-- start Input records --

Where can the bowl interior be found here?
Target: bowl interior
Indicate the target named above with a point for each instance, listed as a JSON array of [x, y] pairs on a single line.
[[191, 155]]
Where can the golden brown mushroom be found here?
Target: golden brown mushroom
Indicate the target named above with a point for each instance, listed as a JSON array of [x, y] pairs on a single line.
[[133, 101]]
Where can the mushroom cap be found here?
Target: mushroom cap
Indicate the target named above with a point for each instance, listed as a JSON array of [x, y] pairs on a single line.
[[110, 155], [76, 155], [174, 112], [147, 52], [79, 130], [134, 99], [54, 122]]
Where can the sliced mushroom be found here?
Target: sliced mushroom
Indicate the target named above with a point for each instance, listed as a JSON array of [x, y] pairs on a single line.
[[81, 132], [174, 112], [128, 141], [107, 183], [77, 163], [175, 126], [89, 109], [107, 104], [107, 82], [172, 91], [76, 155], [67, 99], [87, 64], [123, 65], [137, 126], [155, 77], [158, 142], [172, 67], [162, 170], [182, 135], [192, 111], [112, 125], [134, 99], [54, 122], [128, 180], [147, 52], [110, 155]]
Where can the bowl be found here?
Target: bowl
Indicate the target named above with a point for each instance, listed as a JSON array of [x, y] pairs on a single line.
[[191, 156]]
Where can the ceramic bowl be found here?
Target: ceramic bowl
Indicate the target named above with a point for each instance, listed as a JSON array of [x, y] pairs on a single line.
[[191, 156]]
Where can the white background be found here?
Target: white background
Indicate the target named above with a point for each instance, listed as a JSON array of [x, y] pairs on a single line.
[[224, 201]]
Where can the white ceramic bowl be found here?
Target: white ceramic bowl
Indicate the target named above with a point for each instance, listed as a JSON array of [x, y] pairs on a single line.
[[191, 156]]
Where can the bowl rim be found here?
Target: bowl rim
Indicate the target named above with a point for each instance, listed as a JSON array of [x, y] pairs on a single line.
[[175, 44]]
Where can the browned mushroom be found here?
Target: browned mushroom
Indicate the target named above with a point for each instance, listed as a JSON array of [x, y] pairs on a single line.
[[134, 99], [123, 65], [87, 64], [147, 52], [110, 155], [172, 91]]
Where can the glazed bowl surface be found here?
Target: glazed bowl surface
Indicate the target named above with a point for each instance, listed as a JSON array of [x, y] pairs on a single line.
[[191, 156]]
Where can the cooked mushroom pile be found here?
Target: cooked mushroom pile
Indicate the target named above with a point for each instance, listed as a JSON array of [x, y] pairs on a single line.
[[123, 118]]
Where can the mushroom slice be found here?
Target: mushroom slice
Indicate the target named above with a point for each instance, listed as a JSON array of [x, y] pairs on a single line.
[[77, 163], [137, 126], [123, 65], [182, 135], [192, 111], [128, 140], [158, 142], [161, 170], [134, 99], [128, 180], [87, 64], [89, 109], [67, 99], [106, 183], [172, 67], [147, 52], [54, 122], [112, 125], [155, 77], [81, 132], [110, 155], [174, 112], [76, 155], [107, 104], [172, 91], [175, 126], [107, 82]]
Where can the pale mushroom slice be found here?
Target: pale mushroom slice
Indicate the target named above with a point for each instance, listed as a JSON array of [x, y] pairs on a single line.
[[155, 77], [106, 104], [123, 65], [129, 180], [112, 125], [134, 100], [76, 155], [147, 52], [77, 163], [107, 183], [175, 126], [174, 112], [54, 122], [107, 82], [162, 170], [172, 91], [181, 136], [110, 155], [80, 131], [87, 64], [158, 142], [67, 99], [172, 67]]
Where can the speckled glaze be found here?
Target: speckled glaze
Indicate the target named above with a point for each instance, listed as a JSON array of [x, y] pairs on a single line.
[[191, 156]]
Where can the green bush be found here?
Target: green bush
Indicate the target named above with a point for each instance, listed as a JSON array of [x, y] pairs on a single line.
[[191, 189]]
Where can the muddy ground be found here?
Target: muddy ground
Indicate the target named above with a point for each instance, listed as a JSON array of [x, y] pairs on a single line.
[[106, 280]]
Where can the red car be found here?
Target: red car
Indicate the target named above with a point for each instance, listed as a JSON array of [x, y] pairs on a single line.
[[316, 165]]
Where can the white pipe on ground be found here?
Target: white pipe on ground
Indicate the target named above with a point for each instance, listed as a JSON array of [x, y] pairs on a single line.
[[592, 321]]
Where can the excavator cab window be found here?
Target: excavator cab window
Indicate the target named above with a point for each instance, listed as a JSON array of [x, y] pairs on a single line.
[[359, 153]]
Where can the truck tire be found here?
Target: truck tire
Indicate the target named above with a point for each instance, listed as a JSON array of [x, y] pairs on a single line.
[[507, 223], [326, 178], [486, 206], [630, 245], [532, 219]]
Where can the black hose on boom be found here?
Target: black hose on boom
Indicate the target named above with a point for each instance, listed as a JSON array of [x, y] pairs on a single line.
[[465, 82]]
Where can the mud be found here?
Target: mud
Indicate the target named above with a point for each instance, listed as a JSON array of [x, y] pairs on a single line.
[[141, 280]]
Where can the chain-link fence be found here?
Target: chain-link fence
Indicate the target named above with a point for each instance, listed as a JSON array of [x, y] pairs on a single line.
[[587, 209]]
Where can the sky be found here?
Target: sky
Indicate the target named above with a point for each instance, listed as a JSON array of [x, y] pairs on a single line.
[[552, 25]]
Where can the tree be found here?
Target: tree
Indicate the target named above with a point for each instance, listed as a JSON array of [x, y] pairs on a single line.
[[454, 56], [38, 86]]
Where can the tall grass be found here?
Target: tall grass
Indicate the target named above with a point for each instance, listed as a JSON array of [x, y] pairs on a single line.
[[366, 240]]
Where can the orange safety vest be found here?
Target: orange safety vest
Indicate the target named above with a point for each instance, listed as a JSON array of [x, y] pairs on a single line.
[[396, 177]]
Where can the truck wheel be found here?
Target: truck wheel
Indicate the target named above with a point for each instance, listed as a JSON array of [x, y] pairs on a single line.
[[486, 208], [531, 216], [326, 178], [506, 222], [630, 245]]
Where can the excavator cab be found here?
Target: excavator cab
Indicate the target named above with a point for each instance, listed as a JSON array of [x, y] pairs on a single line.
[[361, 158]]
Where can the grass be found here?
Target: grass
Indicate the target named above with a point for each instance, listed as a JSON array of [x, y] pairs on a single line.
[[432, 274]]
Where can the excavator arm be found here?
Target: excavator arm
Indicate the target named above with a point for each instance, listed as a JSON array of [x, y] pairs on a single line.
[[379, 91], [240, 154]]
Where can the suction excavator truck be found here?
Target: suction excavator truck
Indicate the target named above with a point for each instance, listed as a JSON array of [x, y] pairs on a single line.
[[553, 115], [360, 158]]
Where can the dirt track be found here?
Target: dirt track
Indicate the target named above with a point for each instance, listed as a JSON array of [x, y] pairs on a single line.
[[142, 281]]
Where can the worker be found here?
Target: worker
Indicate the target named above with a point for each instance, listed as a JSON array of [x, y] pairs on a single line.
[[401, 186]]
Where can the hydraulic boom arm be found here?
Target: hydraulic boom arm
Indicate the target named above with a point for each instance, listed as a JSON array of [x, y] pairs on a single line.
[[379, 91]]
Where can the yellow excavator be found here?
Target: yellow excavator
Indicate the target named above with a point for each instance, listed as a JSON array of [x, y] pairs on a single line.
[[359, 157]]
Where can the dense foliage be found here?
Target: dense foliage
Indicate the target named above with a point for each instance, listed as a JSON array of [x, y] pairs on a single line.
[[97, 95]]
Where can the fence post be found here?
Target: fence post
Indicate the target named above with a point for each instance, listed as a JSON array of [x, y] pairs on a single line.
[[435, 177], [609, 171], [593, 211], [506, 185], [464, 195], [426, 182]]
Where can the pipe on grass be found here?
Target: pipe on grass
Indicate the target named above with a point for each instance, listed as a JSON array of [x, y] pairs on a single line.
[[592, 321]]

-- end Input records --
-- start Input records --

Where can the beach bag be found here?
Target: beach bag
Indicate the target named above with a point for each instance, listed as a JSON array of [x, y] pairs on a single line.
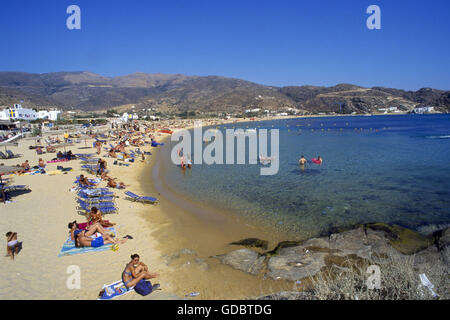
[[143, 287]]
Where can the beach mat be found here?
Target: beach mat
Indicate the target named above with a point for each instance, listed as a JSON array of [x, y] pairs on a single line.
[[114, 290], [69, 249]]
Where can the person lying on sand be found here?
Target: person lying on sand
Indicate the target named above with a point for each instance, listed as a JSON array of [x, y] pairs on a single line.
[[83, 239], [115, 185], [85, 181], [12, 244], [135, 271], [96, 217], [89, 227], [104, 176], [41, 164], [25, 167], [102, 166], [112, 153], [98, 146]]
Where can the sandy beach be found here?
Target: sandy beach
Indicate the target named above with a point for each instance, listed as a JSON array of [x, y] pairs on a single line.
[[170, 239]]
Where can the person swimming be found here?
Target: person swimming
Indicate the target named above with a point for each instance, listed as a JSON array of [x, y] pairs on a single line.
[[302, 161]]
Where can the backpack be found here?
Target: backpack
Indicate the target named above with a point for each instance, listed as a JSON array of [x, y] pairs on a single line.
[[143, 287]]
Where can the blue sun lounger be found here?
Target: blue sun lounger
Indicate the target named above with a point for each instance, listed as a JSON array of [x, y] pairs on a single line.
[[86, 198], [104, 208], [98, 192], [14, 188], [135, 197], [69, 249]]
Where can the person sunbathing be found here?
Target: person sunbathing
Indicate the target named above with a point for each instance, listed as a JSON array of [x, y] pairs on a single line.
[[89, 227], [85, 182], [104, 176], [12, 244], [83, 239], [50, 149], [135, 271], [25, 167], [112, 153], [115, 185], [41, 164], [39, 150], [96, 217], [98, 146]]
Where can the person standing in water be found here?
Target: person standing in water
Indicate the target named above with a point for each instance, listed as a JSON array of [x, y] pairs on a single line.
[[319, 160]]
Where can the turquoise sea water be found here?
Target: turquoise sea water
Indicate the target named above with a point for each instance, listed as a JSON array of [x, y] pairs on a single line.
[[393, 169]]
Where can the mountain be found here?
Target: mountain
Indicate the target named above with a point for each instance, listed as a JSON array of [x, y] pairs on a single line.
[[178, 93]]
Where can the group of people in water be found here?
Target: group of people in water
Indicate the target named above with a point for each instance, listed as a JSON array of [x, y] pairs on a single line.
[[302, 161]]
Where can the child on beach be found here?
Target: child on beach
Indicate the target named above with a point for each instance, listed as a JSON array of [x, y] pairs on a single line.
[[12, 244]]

-- end Input records --

Copy out the records word for word, from the line with "Where can the mushroom cap be found here?" to the line with "155], [172, 91]]", including both of those lines.

→ Final result:
Where can the mushroom cap be found here?
Target: mushroom cap
Indicate the target named above with a point for each instance, listed as a JSON array of [x, y] pairs on a single line.
[[110, 155], [76, 155], [174, 112], [147, 52], [79, 130], [134, 99], [54, 122]]
Where can the sliced mushroom be found here?
Target: sliced mushroom
Indicate the target named above with a point for each instance, listed as a JSON array of [x, y] pairs on a single line.
[[81, 132], [174, 112], [128, 141], [107, 183], [77, 163], [175, 126], [89, 109], [107, 104], [107, 82], [172, 91], [76, 155], [67, 99], [87, 64], [123, 65], [137, 126], [155, 77], [158, 142], [172, 67], [162, 170], [182, 135], [192, 111], [112, 125], [134, 99], [54, 122], [128, 180], [147, 52], [110, 155]]
Where can the bowl be found here?
Target: bowl
Indicate the target named above with a point for each instance, listed as a JSON array of [x, y] pairs on a single line.
[[191, 156]]
Where can the ceramic bowl be found here?
Target: ceramic bowl
Indicate the target named above with a point for each instance, listed as a JSON array of [x, y] pairs on a single line.
[[191, 156]]
Where can the white background be found here?
Target: white background
Indicate the target named above with a point for each instance, listed as a JSON array of [x, y] pairs on a single line.
[[224, 201]]
Where can the white ceramic bowl be found here?
Target: white ceramic bowl
Indicate the target named above with a point for each instance, listed as a JSON array of [x, y] pairs on a single line.
[[191, 156]]
Where can the bowl rim be found here?
Target: bowl rim
Indicate the target named above with a point for each instance, listed as a JSON array of [x, y] pairs on a single line.
[[175, 44]]
Where can the browned mushroom be found here?
Target: browned mushroom
Indicate the target named above with a point for each instance, listed as a JSON array of [x, y] pairs on a single line.
[[134, 99], [123, 65], [87, 64], [147, 52], [110, 155], [172, 91]]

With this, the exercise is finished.